Le nouveau terrain de confrontation entre Israël et l’Iran met dans l’embarras une partie de l’administration américaine. Des tensions seraient en effet survenues à cause des frappes et des attaques en Irak imputées à Israël qui ont eu lieu fin juillet et le week-end dernier. Lors d’une déclaration officielle lundi soir, le Pentagone a balayé toute implication du gouvernement américain dans les frappes aériennes en Irak, rappelant notamment le soutien des États-Unis à la « souveraineté irakienne » et son opposition à tout « acteur extérieur ». Le porte-parole du Pentagone, Jonathan Hoffman, a précisé que « les forces américaines n’ont pas mené la récente attaque contre un convoi ni aucune attaque récente ayant entraîné l’explosion d’entrepôts de munitions en Irak », ajoutant que « des déclarations contraires sont fausses, trompeuses et incendiaires ».
Il paraît cependant impensable que les Israéliens n’aient pas obtenu le feu vert, voire une coordination avec leurs alliés américains. « Les opérations en Syrie se font avec l’acquiescement russe et les opérations en Irak se font avec l’acquiescement américain, et les Iraniens se rendent comptent que l’étau se resserre », souligne Joseph Bahout, chercheur au Carnegie et spécialiste du Moyen-Orient, contacté par L’Orient-Le Jour.Israël a récemment étendu son champ d’action contre l’Iran et ses supplétifs en ne se contentant plus de cibler leurs positions en Syrie, mais en frappant aussi à plusieurs reprises en Irak. Une attaque de drone a eu lieu dimanche contre une base militaire de la puissante force paramilitaire Hachd el-Chaabi, dans l’ouest de l’Irak, provoquant la mort d’un de ses combattants. Cette incursion est survenue un mois après une série d’explosions non revendiquées sur des bases de la force paramilitaire, d’abord imputées aux Américains, puis à Israël. Lundi, le président et le Premier ministre irakiens ont tous deux dénoncé les frappes aériennes, les décrivant comme des « attaques contre la souveraineté de l’Irak ». Un puissant bloc du Parlement irakien a en outre appelé au retrait des troupes américaines d’Irak en réponse aux frappes aériennes.

* Consignes *
1) Dans l’extrait ci-dessus, qui est le porte-parole du Pentagone ?
2) Rédigez la suite de l’article sur les frappes israéliennes en Irak, en reprenant après sa dernière phrase.

* Enregistrements *
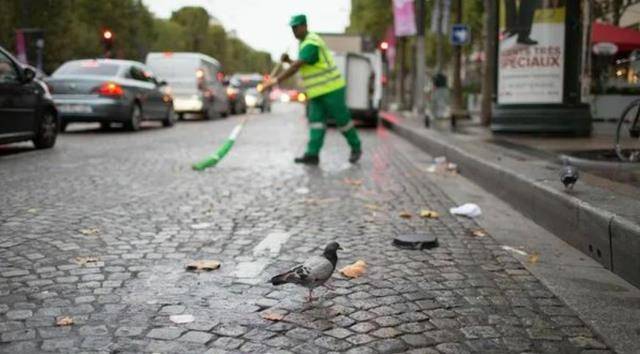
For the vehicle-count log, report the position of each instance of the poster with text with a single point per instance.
(531, 51)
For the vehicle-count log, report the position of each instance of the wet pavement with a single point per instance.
(100, 229)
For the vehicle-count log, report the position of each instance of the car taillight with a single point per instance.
(110, 89)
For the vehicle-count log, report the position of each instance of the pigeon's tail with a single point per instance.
(280, 279)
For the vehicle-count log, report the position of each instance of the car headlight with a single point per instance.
(250, 100)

* Réponses *
1) Jonathan Hoffman.

2)
Ces dernières semaines, plusieurs officiels américains s’étaient entretenus de manière anonyme avec des médias, certains désignant explicitement les auteurs des frappes en Irak comme étant les Israéliens. La mise au point du Pentagone lundi met en exergue la sensibilité du sujet. Pour les experts, une chose est claire, les Israéliens ont eu le feu vert américain pour mener ces opérations. « Il est inconcevable que les Israéliens n’aient pas eu un feu vert avant les frappes du 19 juillet dernier, mais la situation est confuse à cause des divergences au sein de l’administration », estime Aaron David Miller, vice-président au centre Wilson à Washington et ancien conseiller auprès de six secrétaires d’État américains, également contacté par L’OLJ.
(Lire aussi ; Syrie, Irak, Liban : la confrontation irano-israélienne se joue désormais sur trois fronts)
« Faire le sale boulot »
« Concernant la Syrie et le Liban, il y a une sorte d’entente maximale entre les deux pays. Mais concernant l’Irak, il y a bémol. Les militaires ont peur que les frappes israéliennes mettent la présence américaine en Irak en danger ou que le débat de leur présence même s’ouvre de manière très forte au niveau politique », explique de son côté Joseph Bahout.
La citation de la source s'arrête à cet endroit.